Task objective
From the abstract on identifying functional sites in protein structures, list each area of work that its closing sentence says these results should help focus.
Top of Excerpt provided
An Accurate, Sensitive, and Scalable Method to Identify Functional Sites in Protein Structures

H. Yao, D. M. Kristensen, I. Mihalek, M. Sowa, C. Shaw, M. Kimmel, L. E. Kavraki, and O. Lichtarge, “An Accurate, Sensitive, and Scalable Method to Identify Functional Sites in Protein Structures,” Journal of Molecular Biology, vol. 326, no. 1, pp. 255–261, 2003.


Functional sites determine the activity and interactions of proteins and as such constitute the targets of most drugs. However, the exponential growth of sequence and structure data far exceeds the ability of experimental techniques to identify their locations and key amino acids. To fill this gap we developed a computational Evolutionary Trace method that ranks the evolutionary importance of amino acids in protein sequences. Studies show that the best-ranked residues form fewer and larger structural clusters than expected by chance and overlap with functional sites, but until now the significance of this overlap has remained qualitative. Here, we use 86 diverse protein structures, including 20 determined by the structural genomics initiative, to show that this overlap is a recurrent and statistically significant feature. An automated ET correctly identifies seven of ten functional sites by the least favorable statistical measure, and nine of ten by the most favorable one. These results quantitatively demonstrate that a large fraction of functional sites in the proteome may be accurately identified from sequence and structure. This should help focus structure–function studies, rational drug design, protein engineering, and functional annotation to the relevant regions of a protein.
Bottom of Excerpt provided
Top of Supplied entries
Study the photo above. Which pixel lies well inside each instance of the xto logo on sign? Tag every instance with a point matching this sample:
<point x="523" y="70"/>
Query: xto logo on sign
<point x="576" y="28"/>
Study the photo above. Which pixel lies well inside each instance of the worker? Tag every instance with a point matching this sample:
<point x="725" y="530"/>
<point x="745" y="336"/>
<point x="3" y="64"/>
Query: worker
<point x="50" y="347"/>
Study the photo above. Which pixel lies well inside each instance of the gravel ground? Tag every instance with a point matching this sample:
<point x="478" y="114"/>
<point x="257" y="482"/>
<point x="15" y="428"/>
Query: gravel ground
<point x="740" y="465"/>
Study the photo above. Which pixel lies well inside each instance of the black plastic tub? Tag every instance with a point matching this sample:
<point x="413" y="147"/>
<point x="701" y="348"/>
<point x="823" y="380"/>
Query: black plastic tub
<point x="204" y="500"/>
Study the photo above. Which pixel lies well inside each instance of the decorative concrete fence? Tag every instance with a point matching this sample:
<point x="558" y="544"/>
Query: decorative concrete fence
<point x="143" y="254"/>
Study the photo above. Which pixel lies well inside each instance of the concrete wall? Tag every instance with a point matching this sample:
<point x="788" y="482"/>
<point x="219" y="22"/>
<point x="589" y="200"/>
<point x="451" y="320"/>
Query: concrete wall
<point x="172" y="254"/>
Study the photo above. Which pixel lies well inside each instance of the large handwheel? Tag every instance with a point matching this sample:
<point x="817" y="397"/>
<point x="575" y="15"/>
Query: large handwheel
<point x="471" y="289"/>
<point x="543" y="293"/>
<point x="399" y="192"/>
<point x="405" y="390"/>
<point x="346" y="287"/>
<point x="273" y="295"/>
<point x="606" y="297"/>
Bottom of Supplied entries
The answer
- Structure–function studies
- Rational drug design
- Protein engineering
- Functional annotation